[Pointing records for named objects]
----
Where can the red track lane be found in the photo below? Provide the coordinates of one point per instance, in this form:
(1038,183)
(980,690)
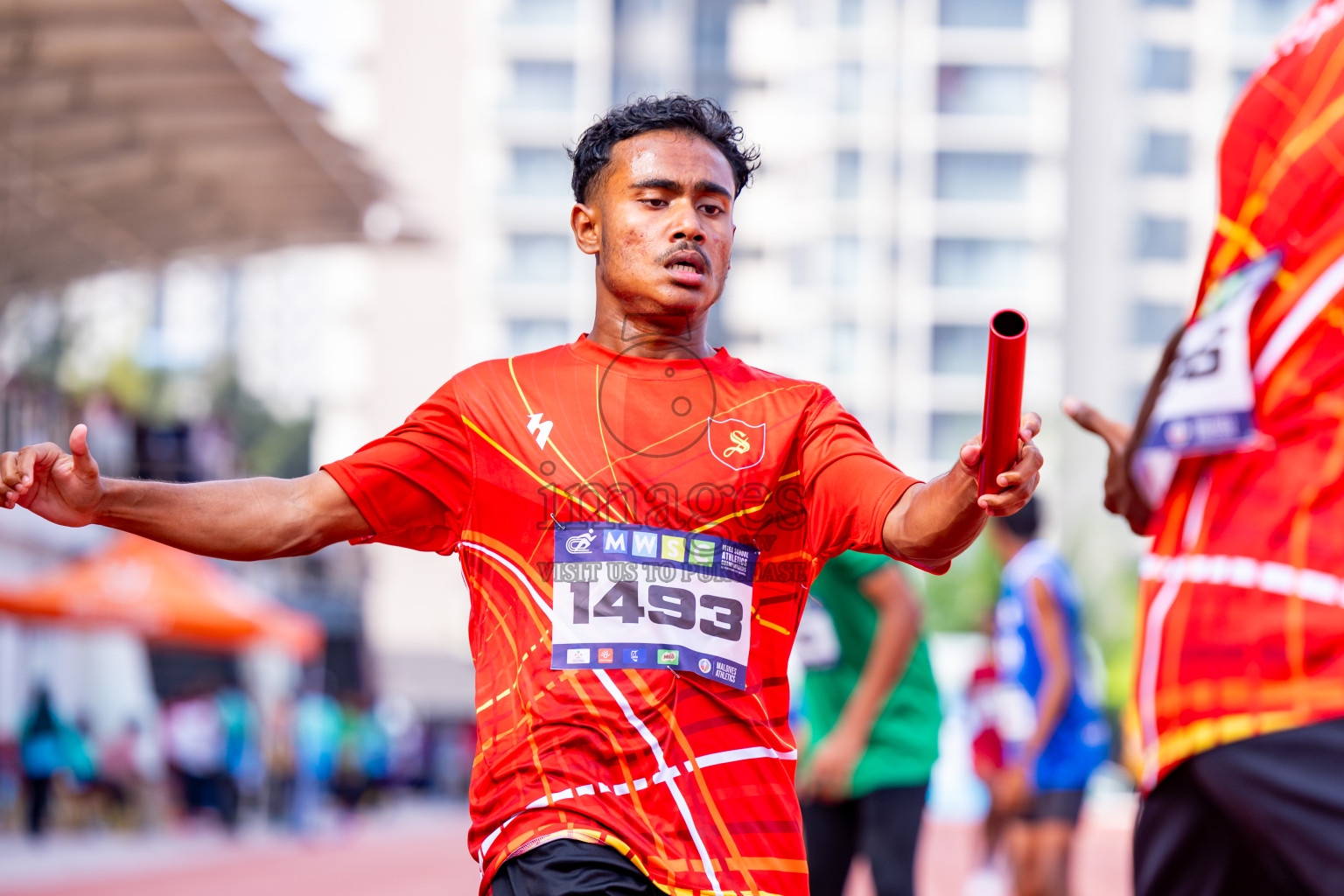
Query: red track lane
(429,858)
----
* _Instructions to follow_: Edit the lines above by replacing every "photo" with "image" and leaving everything else unchanged. Do not include the picture in the answer.

* _Completed exercise_:
Where can the red track lane be found in the image below? Provide the coordinates of one point per instance, in this form:
(1038,183)
(980,690)
Query: red track lane
(429,858)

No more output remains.